What the exercise asks:
Examine the entries and show every line in which the word "fabric" is found.

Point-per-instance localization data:

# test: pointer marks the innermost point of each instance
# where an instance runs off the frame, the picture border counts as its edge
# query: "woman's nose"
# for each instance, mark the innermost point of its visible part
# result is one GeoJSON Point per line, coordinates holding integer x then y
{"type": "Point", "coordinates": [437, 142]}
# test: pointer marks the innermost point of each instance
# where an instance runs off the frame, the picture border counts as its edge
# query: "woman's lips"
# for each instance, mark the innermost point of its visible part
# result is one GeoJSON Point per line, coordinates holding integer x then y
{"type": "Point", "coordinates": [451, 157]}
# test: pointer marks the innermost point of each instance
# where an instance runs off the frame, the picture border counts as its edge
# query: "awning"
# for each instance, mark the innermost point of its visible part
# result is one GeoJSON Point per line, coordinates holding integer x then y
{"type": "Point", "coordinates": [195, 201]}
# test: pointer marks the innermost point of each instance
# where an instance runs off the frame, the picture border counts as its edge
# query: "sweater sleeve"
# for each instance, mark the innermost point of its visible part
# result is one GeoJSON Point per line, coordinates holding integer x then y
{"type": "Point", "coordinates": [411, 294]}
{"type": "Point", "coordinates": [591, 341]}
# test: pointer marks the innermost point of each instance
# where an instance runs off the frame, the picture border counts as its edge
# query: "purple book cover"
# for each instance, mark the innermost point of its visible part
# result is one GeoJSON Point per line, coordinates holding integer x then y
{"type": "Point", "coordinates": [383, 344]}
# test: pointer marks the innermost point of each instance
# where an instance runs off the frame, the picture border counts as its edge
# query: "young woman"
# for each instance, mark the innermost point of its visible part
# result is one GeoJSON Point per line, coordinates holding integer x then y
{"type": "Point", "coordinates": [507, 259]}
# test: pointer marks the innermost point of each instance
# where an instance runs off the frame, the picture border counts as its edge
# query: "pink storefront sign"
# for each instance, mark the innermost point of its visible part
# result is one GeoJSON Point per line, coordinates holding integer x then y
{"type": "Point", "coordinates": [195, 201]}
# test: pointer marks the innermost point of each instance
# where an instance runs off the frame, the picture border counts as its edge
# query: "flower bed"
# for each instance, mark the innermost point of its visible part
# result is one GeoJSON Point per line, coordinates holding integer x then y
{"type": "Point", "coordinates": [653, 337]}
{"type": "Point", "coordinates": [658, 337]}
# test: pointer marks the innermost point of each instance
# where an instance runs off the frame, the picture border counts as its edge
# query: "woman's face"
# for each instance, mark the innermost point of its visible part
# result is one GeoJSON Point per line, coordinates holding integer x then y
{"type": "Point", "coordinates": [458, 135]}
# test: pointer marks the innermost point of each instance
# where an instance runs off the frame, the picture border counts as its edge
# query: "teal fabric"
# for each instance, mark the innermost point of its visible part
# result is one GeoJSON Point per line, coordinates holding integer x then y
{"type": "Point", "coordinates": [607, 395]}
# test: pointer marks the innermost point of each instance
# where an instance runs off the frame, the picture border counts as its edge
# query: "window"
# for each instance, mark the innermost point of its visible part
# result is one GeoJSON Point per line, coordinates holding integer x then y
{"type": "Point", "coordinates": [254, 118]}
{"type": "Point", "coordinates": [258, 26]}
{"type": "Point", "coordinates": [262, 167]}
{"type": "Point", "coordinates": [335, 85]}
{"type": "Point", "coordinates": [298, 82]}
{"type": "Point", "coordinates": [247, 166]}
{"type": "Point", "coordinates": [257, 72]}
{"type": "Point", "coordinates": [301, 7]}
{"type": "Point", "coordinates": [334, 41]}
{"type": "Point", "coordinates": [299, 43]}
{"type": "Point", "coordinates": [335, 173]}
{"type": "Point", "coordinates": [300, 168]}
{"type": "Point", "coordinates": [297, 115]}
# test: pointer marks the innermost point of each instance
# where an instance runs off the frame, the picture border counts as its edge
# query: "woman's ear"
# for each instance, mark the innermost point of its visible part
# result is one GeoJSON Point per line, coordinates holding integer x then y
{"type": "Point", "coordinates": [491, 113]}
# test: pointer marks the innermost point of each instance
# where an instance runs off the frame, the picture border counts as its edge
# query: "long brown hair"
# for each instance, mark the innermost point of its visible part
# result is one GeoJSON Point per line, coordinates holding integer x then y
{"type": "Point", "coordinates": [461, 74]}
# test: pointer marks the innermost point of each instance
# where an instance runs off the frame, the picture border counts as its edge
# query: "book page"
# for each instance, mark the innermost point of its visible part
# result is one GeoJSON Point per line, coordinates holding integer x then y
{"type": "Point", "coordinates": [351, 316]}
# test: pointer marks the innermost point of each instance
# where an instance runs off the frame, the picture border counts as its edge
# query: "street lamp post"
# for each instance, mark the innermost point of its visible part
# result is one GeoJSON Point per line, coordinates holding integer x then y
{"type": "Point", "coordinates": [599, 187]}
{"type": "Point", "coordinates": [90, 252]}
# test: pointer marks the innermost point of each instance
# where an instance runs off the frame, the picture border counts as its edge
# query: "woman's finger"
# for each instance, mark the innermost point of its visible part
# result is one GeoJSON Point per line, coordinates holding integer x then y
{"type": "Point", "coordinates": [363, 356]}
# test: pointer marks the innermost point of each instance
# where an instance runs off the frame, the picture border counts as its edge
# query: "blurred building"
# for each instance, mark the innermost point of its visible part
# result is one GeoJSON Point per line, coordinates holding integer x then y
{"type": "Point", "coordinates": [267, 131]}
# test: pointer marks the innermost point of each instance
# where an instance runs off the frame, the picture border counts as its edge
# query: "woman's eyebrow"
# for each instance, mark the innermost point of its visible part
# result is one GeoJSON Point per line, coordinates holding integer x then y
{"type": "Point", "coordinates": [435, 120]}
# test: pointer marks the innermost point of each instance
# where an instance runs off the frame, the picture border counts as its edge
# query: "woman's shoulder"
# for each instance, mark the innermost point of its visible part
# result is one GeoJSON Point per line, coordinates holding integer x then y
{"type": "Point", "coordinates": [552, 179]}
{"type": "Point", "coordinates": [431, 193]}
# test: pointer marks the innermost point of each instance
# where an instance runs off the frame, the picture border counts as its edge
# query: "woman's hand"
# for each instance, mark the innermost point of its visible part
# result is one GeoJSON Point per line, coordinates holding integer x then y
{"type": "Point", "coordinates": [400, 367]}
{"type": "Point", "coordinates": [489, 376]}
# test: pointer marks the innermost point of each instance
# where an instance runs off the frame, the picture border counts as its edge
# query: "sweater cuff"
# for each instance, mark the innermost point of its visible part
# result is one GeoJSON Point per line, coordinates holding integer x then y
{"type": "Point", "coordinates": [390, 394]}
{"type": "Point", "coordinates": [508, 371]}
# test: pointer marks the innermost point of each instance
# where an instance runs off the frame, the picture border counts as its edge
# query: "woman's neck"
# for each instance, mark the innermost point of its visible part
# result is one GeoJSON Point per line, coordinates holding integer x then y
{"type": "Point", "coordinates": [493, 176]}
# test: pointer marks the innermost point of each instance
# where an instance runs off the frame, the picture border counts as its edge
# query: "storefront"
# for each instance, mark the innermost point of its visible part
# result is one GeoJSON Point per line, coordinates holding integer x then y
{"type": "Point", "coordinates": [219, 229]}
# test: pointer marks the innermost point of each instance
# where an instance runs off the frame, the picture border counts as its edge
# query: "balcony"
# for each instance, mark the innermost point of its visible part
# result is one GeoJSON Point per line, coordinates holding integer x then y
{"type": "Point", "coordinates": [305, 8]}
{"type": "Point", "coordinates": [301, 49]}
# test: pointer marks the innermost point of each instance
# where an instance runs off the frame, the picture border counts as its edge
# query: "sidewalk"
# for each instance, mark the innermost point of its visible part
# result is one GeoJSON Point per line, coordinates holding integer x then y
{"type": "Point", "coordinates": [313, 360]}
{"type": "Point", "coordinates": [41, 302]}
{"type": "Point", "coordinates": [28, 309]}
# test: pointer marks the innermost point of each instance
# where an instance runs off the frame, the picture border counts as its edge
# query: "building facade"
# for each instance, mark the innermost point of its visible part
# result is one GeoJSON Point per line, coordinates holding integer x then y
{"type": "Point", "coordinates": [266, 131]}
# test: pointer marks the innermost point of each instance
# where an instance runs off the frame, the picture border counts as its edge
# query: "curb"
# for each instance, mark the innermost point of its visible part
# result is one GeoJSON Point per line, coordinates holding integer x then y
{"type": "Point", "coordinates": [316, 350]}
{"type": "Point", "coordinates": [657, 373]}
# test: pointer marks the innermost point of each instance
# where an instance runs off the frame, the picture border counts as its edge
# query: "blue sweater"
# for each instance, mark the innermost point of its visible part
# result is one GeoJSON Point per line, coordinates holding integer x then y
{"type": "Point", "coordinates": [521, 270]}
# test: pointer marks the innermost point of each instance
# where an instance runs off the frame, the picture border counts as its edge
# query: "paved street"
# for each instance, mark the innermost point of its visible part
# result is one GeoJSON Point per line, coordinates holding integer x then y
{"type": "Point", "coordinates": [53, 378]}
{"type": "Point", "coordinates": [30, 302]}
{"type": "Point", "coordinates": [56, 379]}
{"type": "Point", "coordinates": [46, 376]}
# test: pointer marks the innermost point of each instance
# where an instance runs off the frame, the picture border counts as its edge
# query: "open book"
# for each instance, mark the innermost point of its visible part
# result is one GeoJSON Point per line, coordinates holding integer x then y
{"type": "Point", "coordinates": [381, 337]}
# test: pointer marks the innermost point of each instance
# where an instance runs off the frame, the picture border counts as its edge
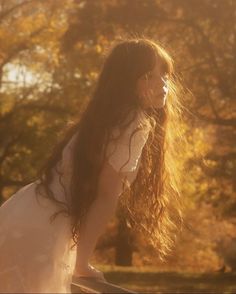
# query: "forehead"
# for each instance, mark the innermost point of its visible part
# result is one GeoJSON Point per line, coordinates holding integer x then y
{"type": "Point", "coordinates": [160, 67]}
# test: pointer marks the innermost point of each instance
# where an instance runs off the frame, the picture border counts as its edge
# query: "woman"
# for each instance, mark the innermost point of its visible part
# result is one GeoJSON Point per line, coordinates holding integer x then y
{"type": "Point", "coordinates": [118, 150]}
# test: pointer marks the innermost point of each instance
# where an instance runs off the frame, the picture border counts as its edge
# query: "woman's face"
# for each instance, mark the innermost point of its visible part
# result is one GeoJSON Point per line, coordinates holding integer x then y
{"type": "Point", "coordinates": [152, 89]}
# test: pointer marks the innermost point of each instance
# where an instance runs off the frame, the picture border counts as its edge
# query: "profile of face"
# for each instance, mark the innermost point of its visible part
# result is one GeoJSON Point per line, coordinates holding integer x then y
{"type": "Point", "coordinates": [152, 88]}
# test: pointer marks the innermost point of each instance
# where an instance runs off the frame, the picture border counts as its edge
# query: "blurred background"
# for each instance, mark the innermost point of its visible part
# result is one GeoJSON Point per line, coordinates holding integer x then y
{"type": "Point", "coordinates": [50, 56]}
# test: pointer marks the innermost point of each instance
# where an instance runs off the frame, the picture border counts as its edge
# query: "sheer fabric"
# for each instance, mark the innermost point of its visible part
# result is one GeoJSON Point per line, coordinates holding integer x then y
{"type": "Point", "coordinates": [35, 255]}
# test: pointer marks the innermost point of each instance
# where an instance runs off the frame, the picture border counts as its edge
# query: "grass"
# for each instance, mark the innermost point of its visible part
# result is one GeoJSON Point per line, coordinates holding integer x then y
{"type": "Point", "coordinates": [148, 280]}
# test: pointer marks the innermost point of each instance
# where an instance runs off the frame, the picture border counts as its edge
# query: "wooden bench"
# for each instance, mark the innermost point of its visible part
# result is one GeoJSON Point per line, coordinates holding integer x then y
{"type": "Point", "coordinates": [91, 285]}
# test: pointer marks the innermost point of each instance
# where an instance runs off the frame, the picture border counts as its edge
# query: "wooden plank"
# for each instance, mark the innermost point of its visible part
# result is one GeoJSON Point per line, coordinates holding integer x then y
{"type": "Point", "coordinates": [92, 285]}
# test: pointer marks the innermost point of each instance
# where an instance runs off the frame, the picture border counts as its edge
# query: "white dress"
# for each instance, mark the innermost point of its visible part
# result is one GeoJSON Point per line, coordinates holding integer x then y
{"type": "Point", "coordinates": [35, 255]}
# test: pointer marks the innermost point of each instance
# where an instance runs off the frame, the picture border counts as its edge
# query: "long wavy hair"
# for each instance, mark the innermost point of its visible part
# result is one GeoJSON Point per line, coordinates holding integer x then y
{"type": "Point", "coordinates": [152, 204]}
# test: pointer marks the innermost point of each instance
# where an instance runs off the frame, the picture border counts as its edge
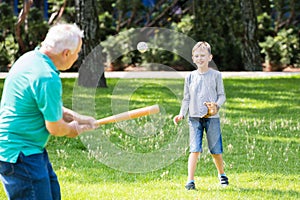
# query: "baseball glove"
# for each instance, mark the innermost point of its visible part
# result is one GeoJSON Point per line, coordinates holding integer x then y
{"type": "Point", "coordinates": [212, 109]}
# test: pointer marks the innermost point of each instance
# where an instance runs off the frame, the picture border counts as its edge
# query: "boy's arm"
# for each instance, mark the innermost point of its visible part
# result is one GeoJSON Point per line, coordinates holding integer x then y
{"type": "Point", "coordinates": [220, 91]}
{"type": "Point", "coordinates": [186, 99]}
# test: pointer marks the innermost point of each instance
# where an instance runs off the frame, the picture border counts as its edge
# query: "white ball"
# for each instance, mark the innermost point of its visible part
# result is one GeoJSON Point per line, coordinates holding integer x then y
{"type": "Point", "coordinates": [142, 47]}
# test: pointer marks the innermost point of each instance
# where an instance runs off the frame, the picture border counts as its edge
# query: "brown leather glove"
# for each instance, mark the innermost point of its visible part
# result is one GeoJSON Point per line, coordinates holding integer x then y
{"type": "Point", "coordinates": [212, 109]}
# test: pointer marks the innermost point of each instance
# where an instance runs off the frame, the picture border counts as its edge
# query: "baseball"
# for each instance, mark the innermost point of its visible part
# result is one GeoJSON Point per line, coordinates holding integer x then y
{"type": "Point", "coordinates": [142, 47]}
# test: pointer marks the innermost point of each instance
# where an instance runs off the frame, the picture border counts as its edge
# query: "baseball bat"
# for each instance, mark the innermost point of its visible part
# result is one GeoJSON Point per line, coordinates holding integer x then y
{"type": "Point", "coordinates": [132, 114]}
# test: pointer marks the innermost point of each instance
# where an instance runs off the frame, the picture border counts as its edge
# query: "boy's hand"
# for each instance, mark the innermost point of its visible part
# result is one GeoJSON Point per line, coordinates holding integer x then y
{"type": "Point", "coordinates": [212, 109]}
{"type": "Point", "coordinates": [177, 118]}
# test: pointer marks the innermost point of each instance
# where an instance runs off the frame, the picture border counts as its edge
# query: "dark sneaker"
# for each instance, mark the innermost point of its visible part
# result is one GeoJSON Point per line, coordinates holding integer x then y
{"type": "Point", "coordinates": [190, 186]}
{"type": "Point", "coordinates": [224, 181]}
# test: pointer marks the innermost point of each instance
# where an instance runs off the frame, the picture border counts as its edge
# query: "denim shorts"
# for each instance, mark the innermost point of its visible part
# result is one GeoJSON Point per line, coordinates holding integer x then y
{"type": "Point", "coordinates": [213, 134]}
{"type": "Point", "coordinates": [30, 178]}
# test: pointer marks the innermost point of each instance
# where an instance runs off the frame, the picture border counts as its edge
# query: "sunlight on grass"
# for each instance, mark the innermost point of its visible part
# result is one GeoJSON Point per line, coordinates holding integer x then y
{"type": "Point", "coordinates": [260, 130]}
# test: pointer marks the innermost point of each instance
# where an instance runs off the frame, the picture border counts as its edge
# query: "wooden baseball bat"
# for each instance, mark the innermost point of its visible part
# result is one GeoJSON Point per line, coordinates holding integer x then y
{"type": "Point", "coordinates": [132, 114]}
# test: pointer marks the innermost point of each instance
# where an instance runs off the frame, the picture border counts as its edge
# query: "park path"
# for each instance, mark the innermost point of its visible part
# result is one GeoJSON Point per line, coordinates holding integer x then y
{"type": "Point", "coordinates": [175, 74]}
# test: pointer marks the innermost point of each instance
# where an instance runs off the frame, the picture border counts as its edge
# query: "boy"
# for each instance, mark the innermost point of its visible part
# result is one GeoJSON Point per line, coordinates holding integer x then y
{"type": "Point", "coordinates": [201, 86]}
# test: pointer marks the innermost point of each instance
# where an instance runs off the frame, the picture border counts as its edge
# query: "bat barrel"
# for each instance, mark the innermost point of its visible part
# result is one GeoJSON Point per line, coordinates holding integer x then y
{"type": "Point", "coordinates": [132, 114]}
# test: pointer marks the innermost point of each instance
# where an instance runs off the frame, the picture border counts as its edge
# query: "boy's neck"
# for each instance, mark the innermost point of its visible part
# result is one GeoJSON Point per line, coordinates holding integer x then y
{"type": "Point", "coordinates": [202, 69]}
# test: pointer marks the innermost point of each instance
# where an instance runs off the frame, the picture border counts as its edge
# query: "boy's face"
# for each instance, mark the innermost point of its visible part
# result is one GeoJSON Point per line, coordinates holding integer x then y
{"type": "Point", "coordinates": [201, 57]}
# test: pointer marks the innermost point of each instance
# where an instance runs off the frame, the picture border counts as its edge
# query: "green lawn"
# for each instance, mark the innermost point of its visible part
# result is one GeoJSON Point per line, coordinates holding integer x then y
{"type": "Point", "coordinates": [260, 124]}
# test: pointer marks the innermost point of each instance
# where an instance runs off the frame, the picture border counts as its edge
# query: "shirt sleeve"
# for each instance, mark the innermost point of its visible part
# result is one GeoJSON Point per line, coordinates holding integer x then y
{"type": "Point", "coordinates": [186, 97]}
{"type": "Point", "coordinates": [49, 99]}
{"type": "Point", "coordinates": [220, 91]}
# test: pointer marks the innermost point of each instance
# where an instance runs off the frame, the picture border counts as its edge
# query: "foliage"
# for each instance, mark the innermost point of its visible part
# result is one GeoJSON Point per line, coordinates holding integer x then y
{"type": "Point", "coordinates": [8, 46]}
{"type": "Point", "coordinates": [278, 30]}
{"type": "Point", "coordinates": [260, 136]}
{"type": "Point", "coordinates": [282, 49]}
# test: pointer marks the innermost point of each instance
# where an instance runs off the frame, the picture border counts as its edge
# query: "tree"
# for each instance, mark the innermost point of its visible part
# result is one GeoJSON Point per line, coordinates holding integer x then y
{"type": "Point", "coordinates": [91, 61]}
{"type": "Point", "coordinates": [250, 50]}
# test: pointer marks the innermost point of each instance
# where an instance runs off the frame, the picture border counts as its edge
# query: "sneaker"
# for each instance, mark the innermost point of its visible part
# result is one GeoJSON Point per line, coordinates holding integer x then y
{"type": "Point", "coordinates": [224, 181]}
{"type": "Point", "coordinates": [190, 186]}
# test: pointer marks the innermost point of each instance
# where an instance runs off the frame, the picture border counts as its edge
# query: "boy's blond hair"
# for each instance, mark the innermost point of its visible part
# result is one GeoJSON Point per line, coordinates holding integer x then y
{"type": "Point", "coordinates": [202, 45]}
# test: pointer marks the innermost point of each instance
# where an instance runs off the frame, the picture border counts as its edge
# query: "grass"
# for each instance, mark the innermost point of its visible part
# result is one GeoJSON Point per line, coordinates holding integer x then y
{"type": "Point", "coordinates": [260, 124]}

Solution to the exercise:
# query: "teal fabric"
# query: "sheer fabric"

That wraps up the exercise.